The request →
The lines to be set down run from the line containing "the girl's nose" through the final line of the data below; print them exactly and print nothing else.

# START OF Raw records

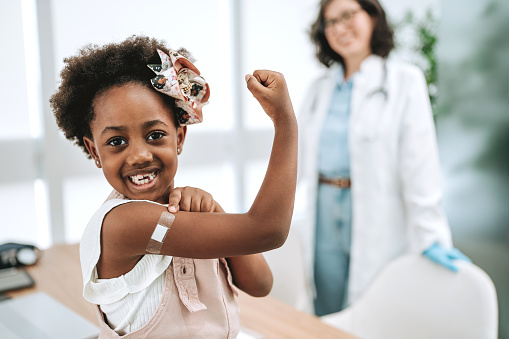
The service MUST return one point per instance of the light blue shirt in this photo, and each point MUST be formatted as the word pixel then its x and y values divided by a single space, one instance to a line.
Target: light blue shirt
pixel 333 155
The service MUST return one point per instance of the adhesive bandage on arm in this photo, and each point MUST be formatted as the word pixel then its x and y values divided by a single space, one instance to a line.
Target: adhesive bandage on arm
pixel 156 241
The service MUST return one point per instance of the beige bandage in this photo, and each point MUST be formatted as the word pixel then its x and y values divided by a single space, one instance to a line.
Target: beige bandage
pixel 157 239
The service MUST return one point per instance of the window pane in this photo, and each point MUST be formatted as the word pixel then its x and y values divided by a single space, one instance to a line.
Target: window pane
pixel 217 180
pixel 82 197
pixel 280 43
pixel 14 121
pixel 19 217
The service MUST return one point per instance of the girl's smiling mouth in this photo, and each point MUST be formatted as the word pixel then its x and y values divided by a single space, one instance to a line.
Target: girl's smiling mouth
pixel 142 180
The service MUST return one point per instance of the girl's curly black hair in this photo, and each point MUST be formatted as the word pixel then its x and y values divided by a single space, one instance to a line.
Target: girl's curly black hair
pixel 95 69
pixel 382 40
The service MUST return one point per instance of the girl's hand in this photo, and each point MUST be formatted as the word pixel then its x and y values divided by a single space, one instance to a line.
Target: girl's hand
pixel 191 199
pixel 269 88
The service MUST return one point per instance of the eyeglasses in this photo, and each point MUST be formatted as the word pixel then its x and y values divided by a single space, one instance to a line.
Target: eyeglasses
pixel 344 18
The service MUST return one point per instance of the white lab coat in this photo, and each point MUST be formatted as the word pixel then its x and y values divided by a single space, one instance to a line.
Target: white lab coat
pixel 394 163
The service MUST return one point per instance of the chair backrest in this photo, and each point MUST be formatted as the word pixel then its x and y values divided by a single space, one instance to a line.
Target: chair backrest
pixel 416 298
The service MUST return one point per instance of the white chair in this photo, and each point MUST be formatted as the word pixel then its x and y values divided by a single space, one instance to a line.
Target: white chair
pixel 416 298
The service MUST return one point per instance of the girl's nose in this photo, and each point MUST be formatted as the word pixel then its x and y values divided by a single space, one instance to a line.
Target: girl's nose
pixel 139 155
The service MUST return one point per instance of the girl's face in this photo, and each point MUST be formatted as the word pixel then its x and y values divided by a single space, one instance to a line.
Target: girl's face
pixel 135 140
pixel 348 29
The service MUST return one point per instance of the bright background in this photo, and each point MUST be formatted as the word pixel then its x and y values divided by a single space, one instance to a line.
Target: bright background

# END OF Raw records

Exercise result →
The service MUST return one point per instance of the girl's nose in this photo, and each point MUST be formatted as the word pixel then its x and y values divided by a single space, one instance to a line.
Target: girl's nose
pixel 139 155
The service MUST return one point per instance of the girl's face in this photo, and each point MUST be formatted as the word pixel then its x and y values divided by a single space, one instance to a line.
Target: girl's face
pixel 135 140
pixel 348 29
The service MUST return one point per instance of the bright background in this photo, and each point MUST be formatted as the word pixel then its x and y values divided by a single space, one instance to a line.
Target: bright background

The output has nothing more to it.